RECORDS SUPPLIED:
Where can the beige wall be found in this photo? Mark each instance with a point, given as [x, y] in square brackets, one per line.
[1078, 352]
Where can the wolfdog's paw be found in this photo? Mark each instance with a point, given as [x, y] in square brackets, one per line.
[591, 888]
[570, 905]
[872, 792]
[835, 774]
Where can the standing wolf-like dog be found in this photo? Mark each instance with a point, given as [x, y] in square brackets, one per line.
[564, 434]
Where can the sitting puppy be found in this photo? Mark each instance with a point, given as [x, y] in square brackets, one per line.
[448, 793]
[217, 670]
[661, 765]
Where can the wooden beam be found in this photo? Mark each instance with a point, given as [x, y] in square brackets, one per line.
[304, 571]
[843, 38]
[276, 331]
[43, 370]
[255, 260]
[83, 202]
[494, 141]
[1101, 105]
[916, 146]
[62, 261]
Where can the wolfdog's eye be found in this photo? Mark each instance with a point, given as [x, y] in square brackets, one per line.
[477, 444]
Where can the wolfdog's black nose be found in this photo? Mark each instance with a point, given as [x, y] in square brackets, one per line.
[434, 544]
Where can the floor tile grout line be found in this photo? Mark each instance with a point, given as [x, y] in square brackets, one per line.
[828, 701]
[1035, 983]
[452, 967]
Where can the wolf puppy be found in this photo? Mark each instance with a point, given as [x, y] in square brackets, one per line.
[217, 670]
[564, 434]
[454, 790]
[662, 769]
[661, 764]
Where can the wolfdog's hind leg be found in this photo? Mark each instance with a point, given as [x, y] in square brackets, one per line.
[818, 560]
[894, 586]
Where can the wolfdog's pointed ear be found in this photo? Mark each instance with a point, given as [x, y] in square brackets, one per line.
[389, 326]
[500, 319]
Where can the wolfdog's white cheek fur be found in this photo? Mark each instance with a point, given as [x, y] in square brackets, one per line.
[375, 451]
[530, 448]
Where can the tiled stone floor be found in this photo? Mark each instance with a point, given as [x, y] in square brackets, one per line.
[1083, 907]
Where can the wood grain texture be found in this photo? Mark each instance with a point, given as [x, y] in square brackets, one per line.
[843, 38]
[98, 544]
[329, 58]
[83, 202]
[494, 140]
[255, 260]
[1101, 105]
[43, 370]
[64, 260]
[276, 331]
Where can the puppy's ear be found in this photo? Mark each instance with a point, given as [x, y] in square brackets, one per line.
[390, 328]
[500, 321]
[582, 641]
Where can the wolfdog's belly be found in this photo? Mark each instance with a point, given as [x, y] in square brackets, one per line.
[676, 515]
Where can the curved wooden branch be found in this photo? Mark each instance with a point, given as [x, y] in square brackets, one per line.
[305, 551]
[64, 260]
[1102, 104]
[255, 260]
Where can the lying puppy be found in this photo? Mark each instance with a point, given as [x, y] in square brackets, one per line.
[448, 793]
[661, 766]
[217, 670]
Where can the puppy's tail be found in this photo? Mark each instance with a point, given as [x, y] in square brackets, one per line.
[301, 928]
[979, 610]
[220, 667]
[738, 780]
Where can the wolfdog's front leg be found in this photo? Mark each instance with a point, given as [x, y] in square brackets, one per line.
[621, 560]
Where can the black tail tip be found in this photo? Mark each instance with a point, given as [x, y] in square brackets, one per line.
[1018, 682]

PROBLEM REQUIREMENTS: Reproduce the data in its entirety, matching each character.

SOLUTION FOR THIS TASK:
Where can the beige wall be found in this photo? Mark each instance with a point, given as [x, y] in square brackets, one per line.
[1078, 352]
Where can the wolfdog's paw be found in this photo? Mark each instance with a point, given as [x, y] in square brackets, one per line.
[591, 888]
[570, 905]
[872, 792]
[835, 774]
Where can the standing wolf-like dog be found in this photo? Mark each instance with a point, given as [x, y] in square brackets, one per line.
[564, 434]
Where can the sitting puppy be found in this photo? Mark each instance with a point, given as [x, y] in square brackets, one per line.
[448, 793]
[217, 670]
[661, 765]
Where can the wooden beam be found in this photo? Mark each instance with a point, given as [x, y] in square brackets, one per line.
[304, 571]
[843, 38]
[276, 331]
[43, 370]
[255, 260]
[83, 202]
[494, 141]
[1101, 105]
[916, 146]
[62, 261]
Where can the wolfdog's eye be found in this photo? Mark each instance with a point, given as [x, y] in square brackets, one per line.
[477, 444]
Where can the wolfdog's black nose be found in this photo? Mark each instance with a point, given as [x, y] in square brackets, one per line.
[434, 544]
Where can the floor tile grout line be found in this photo? Mark each instance with a point, given as [x, y] in square brackets, one per line.
[828, 701]
[1035, 983]
[452, 967]
Where can the wolf puppy be found in this photo? Mark each instance with a point, given as [x, y] in square brackets, one per line.
[217, 670]
[564, 434]
[454, 790]
[662, 769]
[661, 764]
Where can the wolfdog's hind leg be found in this photo? Mark each instance with a point, given as [x, y] in square brackets, one per line.
[818, 560]
[894, 586]
Where can the wolfdog's pointed ear be found in this photo? Mark each instance with a point, given as [x, y] in square brackets, one per line.
[389, 326]
[500, 319]
Where can the wolfdog's white cheek fur be found in this photo? Mark each instance with a point, given as [x, y] in square brackets, one per line.
[375, 451]
[530, 448]
Where can the tiled stone floor be found in this photo? Mark each instance with a point, given as [x, y] in square brackets, one per line.
[1083, 907]
Where can the wood grain texture be found in this photo? Mark each instance with a point, given as [x, y] in square brackets, one per line.
[843, 38]
[98, 544]
[329, 58]
[83, 202]
[494, 140]
[255, 260]
[1101, 105]
[43, 370]
[64, 260]
[276, 331]
Where can the puppy's ear be found in this photo? Mark each instance with a point, given as [x, y] in square brackets, one per line.
[390, 328]
[500, 321]
[582, 641]
Where can the wolfdog's belly be found in this photo? Mark each instance with a point, given as [x, y] in square brackets, one per line.
[676, 515]
Where can the curved wooden branch be found in this photo? Mark each instance with a point, given as [x, y] in square brackets, one per line.
[305, 551]
[64, 260]
[1102, 104]
[255, 260]
Where can the lying puppy be found in this photo? Mark each instance with a point, given as [x, y] in square brackets, one per line.
[448, 793]
[661, 766]
[217, 670]
Where can the puppy's tail be found in this photo? Mark each instance with a point, given as [x, y] in square brackets, one per line.
[301, 928]
[979, 610]
[220, 667]
[738, 780]
Where can the wolfdog's front leg be found in this photo? Mark each instance with a point, given as [x, y] in square brackets, one per line.
[621, 560]
Where can the black tail tip be found in this photo? Mark each instance with a point, given as [x, y] in square brackets, one per line.
[1018, 682]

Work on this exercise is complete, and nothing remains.